(Excerpts from a detection dataset)
++++++++++++++++++++

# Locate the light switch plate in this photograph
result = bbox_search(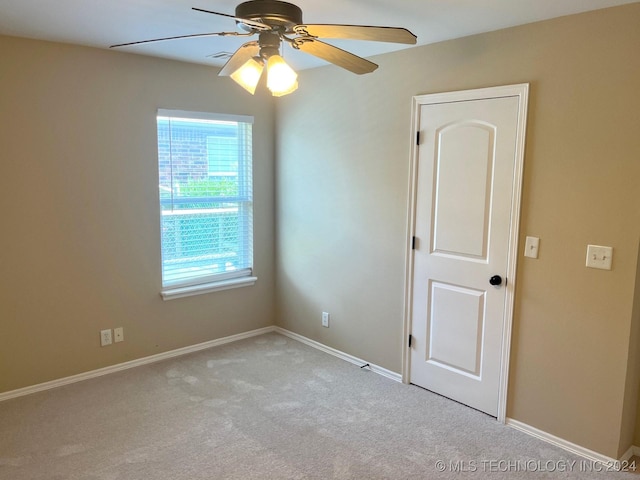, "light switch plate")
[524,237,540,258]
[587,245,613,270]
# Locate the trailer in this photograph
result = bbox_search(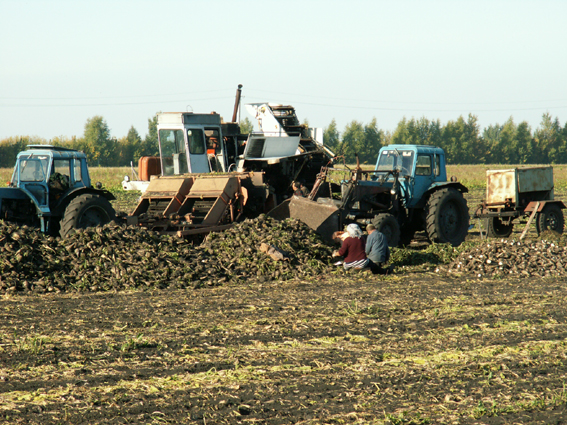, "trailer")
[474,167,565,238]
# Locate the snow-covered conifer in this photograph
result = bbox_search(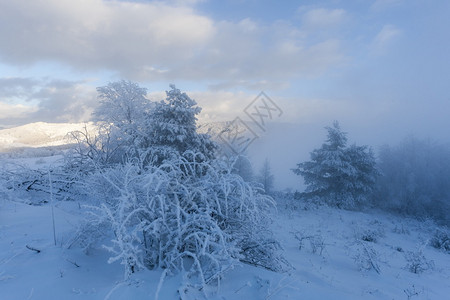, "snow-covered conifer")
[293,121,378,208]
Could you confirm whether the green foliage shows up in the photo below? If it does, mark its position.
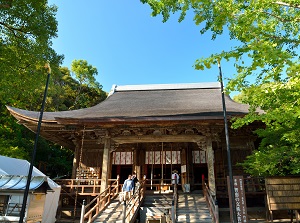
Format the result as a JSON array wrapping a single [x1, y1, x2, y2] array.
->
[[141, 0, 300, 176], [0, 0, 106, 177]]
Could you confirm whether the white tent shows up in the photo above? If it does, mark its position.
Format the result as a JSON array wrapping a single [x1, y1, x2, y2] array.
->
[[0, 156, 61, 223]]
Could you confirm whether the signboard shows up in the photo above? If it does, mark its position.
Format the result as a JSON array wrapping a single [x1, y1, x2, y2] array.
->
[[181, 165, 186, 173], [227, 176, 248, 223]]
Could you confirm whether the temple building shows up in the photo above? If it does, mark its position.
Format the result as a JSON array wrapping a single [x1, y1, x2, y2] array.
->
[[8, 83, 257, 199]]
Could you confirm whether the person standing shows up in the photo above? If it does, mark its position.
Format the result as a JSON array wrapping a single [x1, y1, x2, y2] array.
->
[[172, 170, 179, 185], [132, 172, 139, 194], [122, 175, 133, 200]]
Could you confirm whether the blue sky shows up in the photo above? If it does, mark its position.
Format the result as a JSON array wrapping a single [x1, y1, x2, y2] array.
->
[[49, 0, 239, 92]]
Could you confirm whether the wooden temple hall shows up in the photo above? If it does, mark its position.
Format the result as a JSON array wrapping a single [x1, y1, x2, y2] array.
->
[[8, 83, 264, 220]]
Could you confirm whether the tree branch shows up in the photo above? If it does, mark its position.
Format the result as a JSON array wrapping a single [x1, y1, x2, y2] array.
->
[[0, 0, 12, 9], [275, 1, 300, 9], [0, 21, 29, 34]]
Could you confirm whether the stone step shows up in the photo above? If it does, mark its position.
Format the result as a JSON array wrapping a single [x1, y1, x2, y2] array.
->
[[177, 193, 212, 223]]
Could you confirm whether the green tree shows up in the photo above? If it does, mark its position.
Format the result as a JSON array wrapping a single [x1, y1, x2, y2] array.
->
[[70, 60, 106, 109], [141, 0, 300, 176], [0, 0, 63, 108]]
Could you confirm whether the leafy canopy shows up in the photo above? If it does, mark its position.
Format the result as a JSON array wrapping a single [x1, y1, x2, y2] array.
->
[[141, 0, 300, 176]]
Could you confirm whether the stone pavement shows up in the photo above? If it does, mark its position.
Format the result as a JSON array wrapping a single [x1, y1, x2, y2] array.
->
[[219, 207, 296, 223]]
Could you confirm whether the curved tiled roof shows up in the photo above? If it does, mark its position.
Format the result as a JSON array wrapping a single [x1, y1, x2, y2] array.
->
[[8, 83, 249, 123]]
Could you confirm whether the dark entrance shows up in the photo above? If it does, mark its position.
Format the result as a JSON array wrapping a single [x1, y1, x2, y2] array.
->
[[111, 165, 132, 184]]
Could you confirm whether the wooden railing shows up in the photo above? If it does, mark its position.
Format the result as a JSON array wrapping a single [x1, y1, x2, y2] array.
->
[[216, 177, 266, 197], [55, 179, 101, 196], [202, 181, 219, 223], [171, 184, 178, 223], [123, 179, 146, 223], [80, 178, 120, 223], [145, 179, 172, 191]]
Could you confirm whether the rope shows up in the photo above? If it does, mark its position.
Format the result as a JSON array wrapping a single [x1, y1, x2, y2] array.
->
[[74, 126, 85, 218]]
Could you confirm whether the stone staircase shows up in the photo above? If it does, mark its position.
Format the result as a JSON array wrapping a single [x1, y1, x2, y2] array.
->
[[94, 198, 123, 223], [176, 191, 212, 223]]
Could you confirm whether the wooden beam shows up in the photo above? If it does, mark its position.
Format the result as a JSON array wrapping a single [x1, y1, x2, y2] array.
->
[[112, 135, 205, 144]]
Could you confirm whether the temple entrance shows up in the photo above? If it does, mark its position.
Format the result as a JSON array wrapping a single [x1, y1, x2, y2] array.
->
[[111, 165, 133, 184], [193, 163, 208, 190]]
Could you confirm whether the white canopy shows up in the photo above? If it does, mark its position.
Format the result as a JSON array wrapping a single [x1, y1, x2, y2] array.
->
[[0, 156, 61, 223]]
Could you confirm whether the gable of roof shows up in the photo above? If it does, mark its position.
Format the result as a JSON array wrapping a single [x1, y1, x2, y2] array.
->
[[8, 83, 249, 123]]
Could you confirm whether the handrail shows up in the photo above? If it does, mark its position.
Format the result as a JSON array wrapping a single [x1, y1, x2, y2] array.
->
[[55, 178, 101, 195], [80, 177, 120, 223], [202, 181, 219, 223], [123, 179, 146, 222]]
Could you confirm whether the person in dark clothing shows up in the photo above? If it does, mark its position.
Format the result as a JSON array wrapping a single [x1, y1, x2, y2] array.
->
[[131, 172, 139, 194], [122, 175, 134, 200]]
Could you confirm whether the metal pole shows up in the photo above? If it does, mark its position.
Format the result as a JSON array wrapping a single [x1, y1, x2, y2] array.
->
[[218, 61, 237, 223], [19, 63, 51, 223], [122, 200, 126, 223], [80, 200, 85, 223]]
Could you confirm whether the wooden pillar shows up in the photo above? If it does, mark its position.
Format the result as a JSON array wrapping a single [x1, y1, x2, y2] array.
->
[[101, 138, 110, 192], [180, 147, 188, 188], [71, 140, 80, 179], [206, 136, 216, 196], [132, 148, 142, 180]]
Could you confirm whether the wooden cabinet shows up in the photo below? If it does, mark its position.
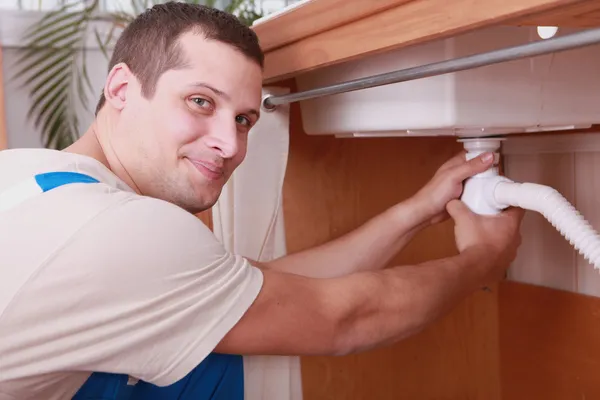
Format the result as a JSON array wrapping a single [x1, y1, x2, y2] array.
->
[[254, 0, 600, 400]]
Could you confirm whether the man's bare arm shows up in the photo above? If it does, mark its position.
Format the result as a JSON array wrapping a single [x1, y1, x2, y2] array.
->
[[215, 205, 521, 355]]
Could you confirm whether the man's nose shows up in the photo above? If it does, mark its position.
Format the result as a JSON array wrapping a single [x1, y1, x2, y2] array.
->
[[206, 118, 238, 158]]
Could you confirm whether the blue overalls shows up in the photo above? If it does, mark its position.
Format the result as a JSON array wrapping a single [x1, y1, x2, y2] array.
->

++++++++++++++++++++

WHAT THE TASK ASKS: Output the listing as a two-column CSV with the headers request and answer, one row per item, each value in a single quoted field with line breaks replaced by spaces. Begin at the line that contains "Could you confirm whether the stone step" and stop after the line that contains "[[177, 193, 212, 223]]".

CORRECT RESPONSE:
request,answer
"Could you confirm whether the stone step shows up in the photo above? If it does, mark its position. Format the result as a JSON array wrapping a single [x1, y1, x2, y2] array. ->","[[177, 193, 212, 223]]"